Exercise aim » In the entries that follow, find the line containing "Question: For every instance of the white board"; from there, copy every line exactly through the line containing "Question: For every instance of the white garage".

------ Given records

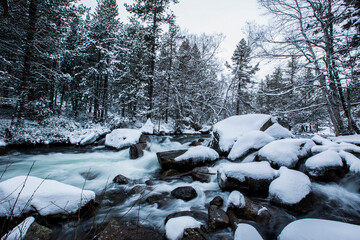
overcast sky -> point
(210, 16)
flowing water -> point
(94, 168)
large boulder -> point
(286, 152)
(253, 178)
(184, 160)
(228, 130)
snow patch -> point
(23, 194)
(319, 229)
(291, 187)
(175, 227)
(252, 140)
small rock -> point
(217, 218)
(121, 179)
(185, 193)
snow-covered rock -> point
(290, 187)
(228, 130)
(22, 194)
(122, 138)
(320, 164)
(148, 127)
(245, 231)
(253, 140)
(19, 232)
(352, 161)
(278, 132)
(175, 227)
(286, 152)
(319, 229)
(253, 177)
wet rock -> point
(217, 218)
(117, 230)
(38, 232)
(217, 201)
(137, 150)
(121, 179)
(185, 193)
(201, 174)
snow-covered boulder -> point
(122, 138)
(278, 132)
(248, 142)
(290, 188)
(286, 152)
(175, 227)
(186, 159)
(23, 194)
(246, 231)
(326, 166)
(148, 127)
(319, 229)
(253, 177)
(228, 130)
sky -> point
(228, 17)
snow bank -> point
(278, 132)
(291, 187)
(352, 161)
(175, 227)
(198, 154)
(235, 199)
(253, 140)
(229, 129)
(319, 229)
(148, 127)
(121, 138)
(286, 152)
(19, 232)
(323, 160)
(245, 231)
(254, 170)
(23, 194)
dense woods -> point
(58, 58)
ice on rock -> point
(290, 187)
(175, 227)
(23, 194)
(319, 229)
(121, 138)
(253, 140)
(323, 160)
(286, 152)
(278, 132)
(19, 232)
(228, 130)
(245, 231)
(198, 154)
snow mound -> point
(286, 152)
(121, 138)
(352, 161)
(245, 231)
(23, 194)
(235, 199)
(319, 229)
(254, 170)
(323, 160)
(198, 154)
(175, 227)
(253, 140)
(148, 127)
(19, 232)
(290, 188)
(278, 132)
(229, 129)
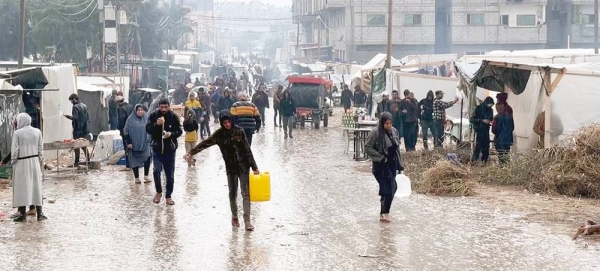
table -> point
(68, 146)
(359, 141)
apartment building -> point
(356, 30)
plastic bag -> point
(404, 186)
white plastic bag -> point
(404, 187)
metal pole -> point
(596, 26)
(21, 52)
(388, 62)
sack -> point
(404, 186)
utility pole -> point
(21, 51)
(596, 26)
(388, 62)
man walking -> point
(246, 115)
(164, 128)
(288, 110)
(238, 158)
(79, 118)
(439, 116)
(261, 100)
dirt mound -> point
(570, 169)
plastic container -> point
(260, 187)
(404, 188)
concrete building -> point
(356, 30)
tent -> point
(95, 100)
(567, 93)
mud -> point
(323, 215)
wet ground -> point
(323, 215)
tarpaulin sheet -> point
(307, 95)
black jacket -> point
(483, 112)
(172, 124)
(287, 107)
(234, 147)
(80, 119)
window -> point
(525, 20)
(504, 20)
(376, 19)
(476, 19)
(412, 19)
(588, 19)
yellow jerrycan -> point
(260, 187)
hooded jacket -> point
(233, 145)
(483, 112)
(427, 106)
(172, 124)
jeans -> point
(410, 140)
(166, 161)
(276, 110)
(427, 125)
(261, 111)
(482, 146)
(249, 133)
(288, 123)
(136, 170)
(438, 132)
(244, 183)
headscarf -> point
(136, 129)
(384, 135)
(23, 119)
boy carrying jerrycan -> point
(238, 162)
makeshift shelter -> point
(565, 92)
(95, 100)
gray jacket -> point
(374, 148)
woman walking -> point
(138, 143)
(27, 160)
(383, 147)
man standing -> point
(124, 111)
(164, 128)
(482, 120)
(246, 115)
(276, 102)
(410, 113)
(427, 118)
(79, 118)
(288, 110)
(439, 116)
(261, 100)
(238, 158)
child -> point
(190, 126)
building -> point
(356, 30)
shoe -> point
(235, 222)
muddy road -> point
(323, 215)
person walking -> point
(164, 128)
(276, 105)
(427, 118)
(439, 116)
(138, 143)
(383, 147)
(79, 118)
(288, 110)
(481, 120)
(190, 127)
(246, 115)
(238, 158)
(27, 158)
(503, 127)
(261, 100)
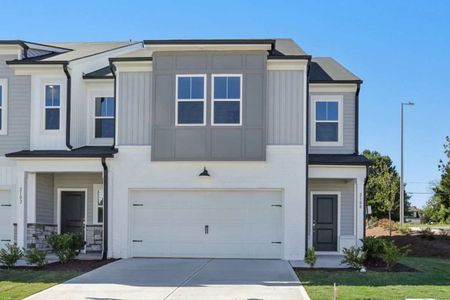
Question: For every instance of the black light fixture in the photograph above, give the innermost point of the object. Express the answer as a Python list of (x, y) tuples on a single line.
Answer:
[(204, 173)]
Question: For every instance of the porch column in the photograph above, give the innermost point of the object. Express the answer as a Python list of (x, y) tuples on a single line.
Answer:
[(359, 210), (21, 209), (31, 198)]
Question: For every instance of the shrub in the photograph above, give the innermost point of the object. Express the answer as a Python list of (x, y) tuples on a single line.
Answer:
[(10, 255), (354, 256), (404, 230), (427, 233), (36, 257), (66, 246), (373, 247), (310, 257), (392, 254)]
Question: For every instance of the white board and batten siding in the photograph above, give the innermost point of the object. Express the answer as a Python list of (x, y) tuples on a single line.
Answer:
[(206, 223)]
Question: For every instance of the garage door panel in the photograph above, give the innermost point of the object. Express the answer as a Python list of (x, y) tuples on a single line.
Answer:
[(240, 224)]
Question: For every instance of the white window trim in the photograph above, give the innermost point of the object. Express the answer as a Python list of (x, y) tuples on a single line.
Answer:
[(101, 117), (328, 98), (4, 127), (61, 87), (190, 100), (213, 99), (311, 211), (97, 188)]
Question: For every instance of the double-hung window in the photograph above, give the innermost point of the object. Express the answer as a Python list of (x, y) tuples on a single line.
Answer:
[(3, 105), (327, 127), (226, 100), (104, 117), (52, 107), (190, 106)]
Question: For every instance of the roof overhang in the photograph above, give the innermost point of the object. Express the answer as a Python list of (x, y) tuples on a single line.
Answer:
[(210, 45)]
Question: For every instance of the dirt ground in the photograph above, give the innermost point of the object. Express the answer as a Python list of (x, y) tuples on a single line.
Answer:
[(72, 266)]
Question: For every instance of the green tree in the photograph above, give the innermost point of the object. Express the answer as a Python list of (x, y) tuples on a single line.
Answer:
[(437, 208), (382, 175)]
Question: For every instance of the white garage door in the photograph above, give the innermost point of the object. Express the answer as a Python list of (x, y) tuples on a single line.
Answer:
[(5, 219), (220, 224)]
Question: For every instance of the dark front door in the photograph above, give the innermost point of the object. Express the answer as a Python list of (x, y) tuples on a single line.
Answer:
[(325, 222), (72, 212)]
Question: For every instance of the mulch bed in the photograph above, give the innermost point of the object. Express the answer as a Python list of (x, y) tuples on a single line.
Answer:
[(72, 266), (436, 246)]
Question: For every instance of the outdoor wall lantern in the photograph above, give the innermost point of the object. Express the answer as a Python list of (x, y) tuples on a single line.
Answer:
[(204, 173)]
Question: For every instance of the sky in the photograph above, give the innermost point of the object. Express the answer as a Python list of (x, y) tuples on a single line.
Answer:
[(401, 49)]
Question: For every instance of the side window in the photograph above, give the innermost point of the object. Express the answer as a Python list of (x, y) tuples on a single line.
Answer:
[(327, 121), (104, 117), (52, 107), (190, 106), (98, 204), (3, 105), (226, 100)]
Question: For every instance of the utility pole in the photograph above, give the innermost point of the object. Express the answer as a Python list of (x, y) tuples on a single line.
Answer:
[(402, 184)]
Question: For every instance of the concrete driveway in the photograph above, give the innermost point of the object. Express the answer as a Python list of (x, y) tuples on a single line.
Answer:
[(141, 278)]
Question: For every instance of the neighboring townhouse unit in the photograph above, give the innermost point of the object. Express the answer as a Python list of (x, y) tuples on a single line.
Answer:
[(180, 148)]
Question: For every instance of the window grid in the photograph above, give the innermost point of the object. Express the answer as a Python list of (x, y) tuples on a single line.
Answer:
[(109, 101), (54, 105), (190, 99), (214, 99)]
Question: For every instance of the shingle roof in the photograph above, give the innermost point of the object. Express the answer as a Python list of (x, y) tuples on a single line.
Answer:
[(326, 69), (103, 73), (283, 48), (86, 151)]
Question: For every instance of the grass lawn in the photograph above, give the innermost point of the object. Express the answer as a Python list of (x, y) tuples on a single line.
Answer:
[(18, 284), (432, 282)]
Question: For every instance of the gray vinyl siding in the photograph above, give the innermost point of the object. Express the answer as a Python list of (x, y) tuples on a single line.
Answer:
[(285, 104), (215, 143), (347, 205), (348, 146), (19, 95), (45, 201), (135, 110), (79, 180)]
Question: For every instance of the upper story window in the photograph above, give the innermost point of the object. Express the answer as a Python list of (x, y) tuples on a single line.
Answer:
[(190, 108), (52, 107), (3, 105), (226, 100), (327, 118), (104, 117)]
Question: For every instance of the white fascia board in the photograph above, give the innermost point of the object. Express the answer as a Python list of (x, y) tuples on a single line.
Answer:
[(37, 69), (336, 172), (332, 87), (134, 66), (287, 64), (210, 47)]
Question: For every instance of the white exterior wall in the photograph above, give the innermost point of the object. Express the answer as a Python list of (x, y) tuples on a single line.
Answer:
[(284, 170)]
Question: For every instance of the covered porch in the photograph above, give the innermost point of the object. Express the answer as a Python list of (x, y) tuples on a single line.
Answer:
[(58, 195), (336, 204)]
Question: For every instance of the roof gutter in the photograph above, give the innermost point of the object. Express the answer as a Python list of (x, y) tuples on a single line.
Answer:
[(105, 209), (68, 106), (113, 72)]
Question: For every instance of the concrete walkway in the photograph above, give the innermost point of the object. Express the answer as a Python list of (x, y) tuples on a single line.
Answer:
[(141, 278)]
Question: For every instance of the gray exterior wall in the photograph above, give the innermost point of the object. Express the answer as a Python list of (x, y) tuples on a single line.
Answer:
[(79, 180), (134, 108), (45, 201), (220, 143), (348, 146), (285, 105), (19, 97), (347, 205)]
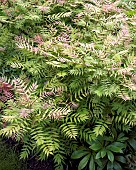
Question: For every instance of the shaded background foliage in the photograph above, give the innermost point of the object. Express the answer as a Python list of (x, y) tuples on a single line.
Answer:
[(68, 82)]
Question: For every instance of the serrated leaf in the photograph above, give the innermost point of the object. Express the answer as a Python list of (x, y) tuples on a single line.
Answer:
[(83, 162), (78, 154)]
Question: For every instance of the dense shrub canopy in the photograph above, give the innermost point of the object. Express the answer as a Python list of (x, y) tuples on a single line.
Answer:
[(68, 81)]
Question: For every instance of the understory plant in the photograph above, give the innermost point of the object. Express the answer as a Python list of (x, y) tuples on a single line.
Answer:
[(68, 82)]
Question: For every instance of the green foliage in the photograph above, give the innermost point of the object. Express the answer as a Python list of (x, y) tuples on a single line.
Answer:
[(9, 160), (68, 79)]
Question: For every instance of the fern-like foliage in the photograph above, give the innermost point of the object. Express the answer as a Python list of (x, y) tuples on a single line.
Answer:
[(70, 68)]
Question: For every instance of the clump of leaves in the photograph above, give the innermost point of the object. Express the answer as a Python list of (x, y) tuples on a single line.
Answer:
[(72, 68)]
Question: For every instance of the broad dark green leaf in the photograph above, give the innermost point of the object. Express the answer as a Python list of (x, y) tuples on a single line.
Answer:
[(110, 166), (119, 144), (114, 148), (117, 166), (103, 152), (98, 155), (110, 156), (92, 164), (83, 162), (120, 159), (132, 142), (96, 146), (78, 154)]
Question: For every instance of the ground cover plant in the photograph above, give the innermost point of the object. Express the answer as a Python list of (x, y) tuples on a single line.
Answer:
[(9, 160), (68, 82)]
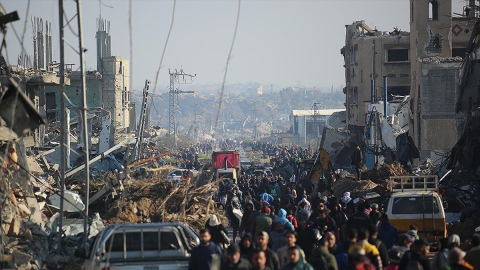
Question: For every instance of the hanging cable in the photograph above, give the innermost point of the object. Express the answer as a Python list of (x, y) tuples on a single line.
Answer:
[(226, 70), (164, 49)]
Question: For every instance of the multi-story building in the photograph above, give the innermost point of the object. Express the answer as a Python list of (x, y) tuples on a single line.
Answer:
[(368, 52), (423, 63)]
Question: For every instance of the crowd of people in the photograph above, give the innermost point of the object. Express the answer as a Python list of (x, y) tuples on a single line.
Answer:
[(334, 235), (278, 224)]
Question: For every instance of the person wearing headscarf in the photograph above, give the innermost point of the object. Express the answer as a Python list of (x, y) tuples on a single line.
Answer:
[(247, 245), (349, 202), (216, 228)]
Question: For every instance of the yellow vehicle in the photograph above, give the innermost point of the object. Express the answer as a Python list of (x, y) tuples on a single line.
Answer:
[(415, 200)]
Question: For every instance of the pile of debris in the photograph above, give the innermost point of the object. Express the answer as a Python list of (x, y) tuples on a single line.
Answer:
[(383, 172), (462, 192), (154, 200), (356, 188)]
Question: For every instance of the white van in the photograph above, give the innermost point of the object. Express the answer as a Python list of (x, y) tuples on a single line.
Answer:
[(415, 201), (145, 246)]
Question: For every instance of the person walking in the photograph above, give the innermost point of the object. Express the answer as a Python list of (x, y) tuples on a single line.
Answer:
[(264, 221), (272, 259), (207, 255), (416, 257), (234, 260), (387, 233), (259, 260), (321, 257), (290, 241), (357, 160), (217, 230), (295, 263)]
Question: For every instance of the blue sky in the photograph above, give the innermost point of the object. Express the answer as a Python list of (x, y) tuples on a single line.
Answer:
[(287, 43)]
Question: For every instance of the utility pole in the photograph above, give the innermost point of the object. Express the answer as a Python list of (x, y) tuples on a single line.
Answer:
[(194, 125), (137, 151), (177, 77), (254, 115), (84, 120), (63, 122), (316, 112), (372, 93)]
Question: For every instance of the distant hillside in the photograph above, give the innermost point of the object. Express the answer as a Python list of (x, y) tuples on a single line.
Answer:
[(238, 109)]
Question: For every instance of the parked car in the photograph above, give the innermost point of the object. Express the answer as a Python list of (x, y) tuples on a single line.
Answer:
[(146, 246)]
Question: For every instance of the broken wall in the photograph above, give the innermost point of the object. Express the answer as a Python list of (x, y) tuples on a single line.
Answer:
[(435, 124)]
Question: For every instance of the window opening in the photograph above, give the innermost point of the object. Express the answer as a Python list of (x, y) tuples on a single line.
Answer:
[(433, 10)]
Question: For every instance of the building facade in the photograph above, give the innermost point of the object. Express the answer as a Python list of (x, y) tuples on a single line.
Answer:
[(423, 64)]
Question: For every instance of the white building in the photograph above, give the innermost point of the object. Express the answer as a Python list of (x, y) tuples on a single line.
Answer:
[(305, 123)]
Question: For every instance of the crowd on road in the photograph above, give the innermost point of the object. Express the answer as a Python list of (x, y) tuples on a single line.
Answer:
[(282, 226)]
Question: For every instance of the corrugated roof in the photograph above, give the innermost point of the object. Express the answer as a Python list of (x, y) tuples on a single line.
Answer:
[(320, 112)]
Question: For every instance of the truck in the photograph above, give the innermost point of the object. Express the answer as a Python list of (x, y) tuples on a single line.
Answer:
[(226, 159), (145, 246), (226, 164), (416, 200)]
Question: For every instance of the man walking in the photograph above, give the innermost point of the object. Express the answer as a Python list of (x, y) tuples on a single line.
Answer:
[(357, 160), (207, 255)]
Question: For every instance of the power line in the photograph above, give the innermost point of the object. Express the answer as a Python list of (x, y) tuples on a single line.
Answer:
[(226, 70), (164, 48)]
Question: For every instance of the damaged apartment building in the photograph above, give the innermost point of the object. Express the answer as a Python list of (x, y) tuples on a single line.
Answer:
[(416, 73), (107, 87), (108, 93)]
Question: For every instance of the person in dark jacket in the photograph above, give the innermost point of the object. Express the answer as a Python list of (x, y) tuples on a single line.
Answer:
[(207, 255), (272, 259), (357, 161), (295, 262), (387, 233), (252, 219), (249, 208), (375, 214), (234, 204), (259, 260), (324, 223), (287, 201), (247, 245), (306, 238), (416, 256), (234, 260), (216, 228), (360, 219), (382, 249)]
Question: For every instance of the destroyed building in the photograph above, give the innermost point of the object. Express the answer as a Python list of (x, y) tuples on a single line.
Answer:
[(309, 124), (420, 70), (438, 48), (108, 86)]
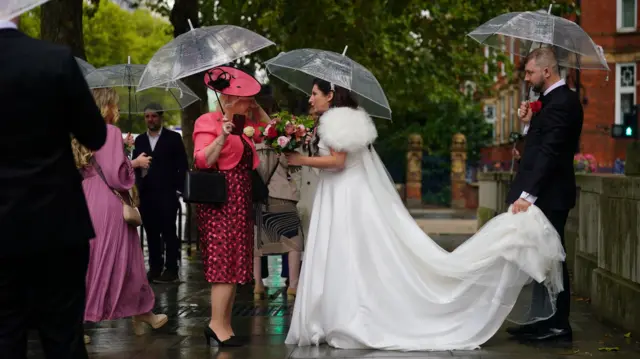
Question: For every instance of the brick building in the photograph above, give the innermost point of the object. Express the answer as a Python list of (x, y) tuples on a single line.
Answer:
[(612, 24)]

------------

Answer box »
Question: For every instance of the white board and batten siding in the photograph above, give the innermost point of the object. Express the answer as a Python list of (x, y) tuples on a single line.
Answer:
[(206, 223)]
Question: For every instance of the garage door panel in the photograph above, give the innermost point of the object. Express the answer as a Python list of (x, y) tuples on a single line.
Answer:
[(240, 224)]
Question: For every instance of the white window trim in the photograph above, give the innermost point of the object. Express the answer as a Python list of (x, y) tuples on a single line.
Answer:
[(101, 117), (328, 98), (4, 127), (61, 87), (190, 100), (213, 99), (311, 211), (97, 188)]
Question: For every instance of the double-hung window in the photograph above, give the innermost point of the object. Express the answer as a Python list of (x, y) tuples on a single line.
Answer:
[(3, 105), (327, 127), (226, 100), (104, 117), (52, 107), (190, 106)]
Question: For every instance of the roof overhang in the photograph above, give the innermost point of the object. Express the answer as a Python list of (x, y) tuples on a single line.
Answer:
[(210, 45)]
Question: For every instance of the dirt ground in the photograph above, give the innermost point of the object. Express the answer as a Python list of (x, y) tuples on a single line.
Answer:
[(72, 266)]
Question: For every instance of the green tree in the photograph above, give the innermost point of the object. Express the answer as a Python list of (x, y) tuples on a single line.
Answer:
[(437, 208), (382, 175)]
Question: For every instance of the white garage door in the photograph above, give the innermost point of the object. Express the answer as a Python list of (x, y) tuples on a single line.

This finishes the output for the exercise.